SELECTED PASSAGE —
· · ·

SEATTLE – Jack Jones, a 27-year-old accountant, was reportedly shaken to his core during his morning commute when a podcast he was listening to described Grand Theft Auto IV as a “classic game.”
“I dissociated so hard I almost crashed my car,” said Jones, taking the opportunity to talk to a reporter directly after a therapy session. “I mean, ‘classic?’ Really? We’re not talking about NES games here. GTA IV was on the Xbox 360! I didn’t think I was that old… but ever since I listened to that podcast, my back has been hurting.”
What happened to Jack Jones was no anomaly, sources confirmed. Many “young” people in Jones’s age group are beginning to experience the same phenomenon, with even younger games.

· · ·

INSTRUCTIONS —
1. In the Jack Jones news item, which game did the podcast call a "classic game"?
2. Summarize the Jack Jones news item in two sentences.
3. Resume the Jack Jones news item, starting after its final sentence.

Collected data entries:
· · ·

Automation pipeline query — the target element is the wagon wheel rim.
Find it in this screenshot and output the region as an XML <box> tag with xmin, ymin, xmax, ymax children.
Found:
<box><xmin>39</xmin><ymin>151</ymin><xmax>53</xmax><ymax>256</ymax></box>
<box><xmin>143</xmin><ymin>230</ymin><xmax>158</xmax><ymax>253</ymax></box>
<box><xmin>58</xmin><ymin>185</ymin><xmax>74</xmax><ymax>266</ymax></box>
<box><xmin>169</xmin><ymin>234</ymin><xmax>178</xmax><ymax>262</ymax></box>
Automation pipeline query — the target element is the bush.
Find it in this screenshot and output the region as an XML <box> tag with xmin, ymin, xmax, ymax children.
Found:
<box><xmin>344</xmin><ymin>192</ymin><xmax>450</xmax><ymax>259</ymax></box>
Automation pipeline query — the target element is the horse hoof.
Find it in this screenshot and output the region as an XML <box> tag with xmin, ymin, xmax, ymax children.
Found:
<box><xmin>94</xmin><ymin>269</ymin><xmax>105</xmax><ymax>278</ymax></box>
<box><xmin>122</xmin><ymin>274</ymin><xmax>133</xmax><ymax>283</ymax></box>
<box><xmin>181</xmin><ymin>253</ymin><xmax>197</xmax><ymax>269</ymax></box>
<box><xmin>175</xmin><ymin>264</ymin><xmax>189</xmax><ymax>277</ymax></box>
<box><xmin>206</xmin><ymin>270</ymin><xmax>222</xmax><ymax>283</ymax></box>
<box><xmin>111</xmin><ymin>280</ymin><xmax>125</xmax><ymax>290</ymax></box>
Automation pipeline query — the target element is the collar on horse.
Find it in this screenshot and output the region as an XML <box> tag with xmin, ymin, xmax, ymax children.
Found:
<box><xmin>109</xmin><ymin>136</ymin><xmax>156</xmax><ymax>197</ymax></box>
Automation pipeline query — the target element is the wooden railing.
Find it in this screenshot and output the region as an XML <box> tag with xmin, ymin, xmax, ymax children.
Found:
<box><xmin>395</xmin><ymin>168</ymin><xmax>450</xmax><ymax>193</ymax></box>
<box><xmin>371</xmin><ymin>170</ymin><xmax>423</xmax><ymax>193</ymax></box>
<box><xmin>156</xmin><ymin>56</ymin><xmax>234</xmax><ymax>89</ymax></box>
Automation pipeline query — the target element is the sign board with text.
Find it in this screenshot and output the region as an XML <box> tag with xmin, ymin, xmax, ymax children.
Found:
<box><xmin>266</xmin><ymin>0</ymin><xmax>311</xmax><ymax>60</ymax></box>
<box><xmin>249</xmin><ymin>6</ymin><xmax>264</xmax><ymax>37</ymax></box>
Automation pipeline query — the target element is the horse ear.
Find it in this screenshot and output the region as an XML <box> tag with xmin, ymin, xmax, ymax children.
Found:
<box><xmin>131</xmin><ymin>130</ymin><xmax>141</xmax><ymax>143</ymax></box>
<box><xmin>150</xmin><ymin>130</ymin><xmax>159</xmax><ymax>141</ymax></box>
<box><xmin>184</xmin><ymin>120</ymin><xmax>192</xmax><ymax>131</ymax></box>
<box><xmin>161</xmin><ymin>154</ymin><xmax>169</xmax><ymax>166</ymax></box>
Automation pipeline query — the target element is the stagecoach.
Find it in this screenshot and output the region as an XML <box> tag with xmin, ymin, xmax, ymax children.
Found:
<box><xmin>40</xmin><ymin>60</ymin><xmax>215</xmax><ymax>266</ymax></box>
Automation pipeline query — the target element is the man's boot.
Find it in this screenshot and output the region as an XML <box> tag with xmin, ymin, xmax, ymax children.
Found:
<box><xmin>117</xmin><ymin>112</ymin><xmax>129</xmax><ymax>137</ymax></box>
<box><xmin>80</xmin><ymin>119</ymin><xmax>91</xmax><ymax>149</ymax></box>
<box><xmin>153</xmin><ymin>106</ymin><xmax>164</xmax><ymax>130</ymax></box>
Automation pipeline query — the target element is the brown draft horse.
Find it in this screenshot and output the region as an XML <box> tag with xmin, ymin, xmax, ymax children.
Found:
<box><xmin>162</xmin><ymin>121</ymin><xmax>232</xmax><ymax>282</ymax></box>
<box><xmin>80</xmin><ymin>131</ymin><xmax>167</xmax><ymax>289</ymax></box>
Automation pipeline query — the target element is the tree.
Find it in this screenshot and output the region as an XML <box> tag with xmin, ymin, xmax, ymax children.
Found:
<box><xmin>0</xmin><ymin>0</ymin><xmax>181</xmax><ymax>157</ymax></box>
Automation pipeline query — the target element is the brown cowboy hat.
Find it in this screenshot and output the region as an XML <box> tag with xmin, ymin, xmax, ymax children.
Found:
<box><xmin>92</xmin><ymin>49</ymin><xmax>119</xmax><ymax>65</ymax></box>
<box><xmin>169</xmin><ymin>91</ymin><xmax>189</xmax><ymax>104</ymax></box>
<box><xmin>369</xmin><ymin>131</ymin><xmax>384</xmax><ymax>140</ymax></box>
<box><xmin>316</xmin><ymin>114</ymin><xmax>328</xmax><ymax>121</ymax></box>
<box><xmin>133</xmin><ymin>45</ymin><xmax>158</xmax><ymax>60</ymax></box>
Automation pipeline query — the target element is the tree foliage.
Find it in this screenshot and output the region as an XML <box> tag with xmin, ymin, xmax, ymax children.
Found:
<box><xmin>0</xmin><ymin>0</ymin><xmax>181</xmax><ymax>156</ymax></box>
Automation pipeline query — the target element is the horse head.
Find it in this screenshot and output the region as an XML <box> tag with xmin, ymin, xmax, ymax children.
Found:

· · ·

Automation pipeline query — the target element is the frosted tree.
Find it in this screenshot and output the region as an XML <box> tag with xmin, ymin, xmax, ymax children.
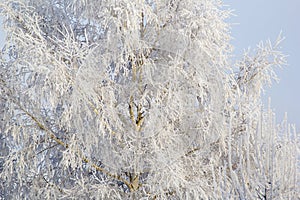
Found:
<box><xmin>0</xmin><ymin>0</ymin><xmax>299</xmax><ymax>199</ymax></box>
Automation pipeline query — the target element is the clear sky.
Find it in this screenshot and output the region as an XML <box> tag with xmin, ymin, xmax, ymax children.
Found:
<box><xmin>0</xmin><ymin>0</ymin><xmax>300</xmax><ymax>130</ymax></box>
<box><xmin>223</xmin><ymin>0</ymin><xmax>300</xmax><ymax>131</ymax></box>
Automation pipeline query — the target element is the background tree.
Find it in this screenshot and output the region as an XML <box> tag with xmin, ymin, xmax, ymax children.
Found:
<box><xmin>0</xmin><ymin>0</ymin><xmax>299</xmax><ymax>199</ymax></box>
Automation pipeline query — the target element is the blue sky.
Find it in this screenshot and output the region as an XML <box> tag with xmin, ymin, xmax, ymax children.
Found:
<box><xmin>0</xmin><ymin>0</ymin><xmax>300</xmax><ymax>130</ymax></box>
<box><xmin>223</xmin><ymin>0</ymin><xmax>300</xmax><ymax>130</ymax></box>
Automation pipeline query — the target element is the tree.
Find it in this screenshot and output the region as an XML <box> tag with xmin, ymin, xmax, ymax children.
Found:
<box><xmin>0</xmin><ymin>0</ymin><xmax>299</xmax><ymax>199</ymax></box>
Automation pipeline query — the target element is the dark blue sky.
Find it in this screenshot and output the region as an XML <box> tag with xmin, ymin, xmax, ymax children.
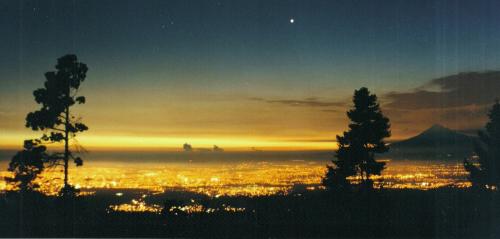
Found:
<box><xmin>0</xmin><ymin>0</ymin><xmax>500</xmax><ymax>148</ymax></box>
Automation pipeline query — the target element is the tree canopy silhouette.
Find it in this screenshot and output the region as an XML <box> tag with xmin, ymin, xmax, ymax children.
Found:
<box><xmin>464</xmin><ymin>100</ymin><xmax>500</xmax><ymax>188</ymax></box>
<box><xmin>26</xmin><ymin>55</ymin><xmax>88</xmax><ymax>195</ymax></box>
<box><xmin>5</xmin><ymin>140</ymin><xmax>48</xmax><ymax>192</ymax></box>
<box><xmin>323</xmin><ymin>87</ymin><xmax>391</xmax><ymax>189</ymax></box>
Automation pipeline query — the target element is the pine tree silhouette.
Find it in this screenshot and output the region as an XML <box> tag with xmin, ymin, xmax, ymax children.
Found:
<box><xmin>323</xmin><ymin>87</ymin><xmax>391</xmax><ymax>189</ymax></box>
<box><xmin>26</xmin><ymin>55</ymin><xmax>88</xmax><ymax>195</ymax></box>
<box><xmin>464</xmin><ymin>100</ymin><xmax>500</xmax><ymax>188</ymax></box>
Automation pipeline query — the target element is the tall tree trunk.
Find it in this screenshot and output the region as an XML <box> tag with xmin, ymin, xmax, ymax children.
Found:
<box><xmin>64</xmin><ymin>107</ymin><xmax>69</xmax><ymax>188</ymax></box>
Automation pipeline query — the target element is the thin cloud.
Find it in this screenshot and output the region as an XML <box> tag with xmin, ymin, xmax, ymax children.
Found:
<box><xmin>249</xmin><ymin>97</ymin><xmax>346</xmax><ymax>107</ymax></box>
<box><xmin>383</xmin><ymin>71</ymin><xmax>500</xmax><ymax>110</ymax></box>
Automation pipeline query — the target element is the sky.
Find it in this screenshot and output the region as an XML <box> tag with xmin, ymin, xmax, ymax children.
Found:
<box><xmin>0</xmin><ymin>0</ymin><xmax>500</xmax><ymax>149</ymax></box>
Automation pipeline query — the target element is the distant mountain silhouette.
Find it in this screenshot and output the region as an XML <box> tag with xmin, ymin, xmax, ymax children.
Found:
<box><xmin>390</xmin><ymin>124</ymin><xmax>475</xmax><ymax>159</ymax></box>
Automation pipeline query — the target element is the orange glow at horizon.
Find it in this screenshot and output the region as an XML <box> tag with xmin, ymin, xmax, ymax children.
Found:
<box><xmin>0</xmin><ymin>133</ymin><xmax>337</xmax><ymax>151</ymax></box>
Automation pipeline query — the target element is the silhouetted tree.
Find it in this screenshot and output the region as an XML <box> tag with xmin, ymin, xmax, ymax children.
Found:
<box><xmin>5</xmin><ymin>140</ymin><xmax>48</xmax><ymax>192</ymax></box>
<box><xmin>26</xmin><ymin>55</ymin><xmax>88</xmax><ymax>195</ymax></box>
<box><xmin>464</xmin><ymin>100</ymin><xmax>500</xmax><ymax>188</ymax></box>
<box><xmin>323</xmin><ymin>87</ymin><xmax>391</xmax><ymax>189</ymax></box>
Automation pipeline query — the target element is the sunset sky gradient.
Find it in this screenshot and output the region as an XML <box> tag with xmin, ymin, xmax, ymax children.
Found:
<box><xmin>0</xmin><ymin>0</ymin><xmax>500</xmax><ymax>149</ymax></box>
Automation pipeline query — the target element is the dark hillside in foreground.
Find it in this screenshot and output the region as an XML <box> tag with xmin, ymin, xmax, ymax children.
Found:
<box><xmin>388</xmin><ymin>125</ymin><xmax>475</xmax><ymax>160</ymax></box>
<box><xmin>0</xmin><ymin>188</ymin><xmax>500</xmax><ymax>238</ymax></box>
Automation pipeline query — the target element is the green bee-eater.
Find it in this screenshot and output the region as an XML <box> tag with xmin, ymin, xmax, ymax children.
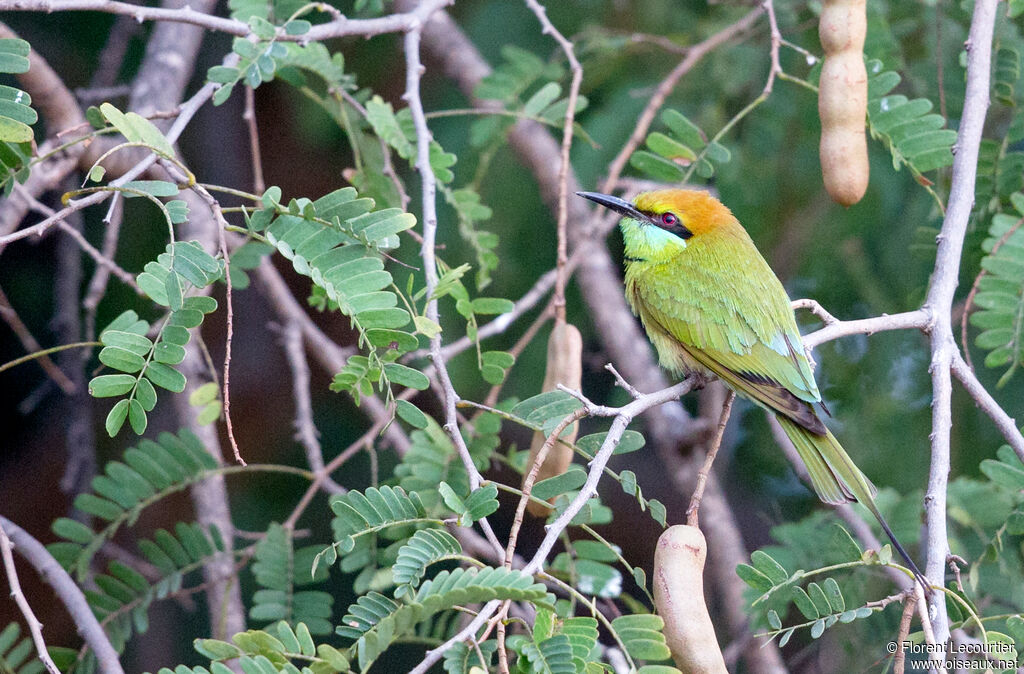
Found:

· · ·

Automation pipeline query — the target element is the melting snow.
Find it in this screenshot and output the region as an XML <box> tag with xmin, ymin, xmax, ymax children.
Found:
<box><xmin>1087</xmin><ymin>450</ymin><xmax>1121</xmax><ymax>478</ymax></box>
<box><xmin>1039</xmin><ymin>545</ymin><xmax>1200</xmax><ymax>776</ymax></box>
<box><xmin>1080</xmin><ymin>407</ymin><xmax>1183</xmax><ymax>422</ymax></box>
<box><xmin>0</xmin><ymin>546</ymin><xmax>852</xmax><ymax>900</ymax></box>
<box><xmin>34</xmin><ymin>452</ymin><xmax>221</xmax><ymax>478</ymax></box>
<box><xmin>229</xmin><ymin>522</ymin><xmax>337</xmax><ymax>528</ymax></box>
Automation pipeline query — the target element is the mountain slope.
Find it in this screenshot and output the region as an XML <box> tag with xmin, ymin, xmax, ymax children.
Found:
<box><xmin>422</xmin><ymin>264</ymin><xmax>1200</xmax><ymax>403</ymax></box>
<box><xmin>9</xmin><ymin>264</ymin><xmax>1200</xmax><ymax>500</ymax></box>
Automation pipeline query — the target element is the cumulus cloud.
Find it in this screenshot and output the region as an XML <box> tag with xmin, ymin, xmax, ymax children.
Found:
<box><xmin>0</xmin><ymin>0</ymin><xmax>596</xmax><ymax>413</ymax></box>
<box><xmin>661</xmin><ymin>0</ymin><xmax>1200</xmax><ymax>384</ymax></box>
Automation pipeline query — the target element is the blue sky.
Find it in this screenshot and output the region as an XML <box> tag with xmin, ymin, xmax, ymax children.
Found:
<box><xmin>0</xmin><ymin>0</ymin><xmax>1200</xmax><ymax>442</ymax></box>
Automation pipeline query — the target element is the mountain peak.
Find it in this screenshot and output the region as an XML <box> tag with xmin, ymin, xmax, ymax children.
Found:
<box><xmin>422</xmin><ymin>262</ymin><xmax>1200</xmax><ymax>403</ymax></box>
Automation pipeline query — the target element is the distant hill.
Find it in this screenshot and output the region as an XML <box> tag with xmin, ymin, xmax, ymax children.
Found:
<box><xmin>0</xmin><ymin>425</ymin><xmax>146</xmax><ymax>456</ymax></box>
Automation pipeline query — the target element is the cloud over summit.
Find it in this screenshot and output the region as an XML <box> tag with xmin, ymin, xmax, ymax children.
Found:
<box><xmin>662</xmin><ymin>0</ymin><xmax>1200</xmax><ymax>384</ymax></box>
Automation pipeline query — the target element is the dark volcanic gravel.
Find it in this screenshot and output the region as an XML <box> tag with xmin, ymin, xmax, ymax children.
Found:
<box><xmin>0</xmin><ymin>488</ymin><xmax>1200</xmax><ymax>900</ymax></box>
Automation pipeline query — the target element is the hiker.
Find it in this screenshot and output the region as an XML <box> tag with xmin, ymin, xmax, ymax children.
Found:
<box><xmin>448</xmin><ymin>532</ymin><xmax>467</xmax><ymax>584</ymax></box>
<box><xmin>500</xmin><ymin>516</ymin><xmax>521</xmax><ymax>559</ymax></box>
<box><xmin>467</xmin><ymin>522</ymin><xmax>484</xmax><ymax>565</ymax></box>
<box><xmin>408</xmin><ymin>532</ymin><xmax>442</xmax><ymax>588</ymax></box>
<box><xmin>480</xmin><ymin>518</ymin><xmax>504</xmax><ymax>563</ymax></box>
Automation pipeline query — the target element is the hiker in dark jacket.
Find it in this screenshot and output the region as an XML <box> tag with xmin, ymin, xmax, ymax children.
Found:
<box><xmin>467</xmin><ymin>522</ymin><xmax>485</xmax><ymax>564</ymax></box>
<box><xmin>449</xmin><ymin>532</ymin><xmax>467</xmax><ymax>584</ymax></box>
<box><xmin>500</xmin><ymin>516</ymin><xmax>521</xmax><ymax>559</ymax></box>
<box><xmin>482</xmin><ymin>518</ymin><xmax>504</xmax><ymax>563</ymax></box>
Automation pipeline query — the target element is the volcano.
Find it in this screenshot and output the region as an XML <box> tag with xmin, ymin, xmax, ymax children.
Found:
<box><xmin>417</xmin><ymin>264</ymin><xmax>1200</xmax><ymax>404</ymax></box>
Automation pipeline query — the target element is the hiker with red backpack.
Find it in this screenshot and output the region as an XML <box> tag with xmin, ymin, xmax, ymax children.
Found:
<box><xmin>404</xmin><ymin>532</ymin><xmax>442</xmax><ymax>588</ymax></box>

· · ·

RESULTS IN ORDER —
1. Grand Theft Auto IV.

2. Jack Jones, a 27-year-old accountant in Seattle, was reportedly shaken during his morning commute when a podcast called Grand Theft Auto IV a "classic game," and he told a reporter he dissociated so hard he almost crashed his car. Sources confirmed that his experience was no anomaly, as many people in his age group are beginning to experience the same thing with even younger games.

3.
“I remember the first time a game I had played on release got called a ‘classic,’” recalls Suzie Dupree, a grizzled old gamer of 24 years. Dupree has spent the better part of a decade as an avid gamer and she says that this experience is becoming a regular part of life for aging citizens. “I played God of War III when it came out in 2010. When the first new God of War came out, a few years ago, I began to hear people refer to the old games as ‘classic’ God of War. It came as quite a shock to me, then, but I’ve begun to adapt. We’re all getting older, after all. And there’s nothing wrong with growing older!”
In order to help grapple with this issue, Wallace Quaid, 37-year-old gamer and Jack Jones’s therapist, shared some words of wisdom.
“You can’t let it eat away at you. That’s what it comes down to, really. Our lives start passing faster and faster, and you eventually start going, ‘hey, where’d the time go?’ But things will get better for you if you accept it,” said Quaid. “It is important to start understanding that you will never properly understand what a ‘skibidi toilet’ is, that your taste in music is increasingly set in stone, and that we are no longer the target audience for most games. These people are still young, in the grand scheme of their lives. They are just starting to experience the first pangs of getting older and becoming out of touch.”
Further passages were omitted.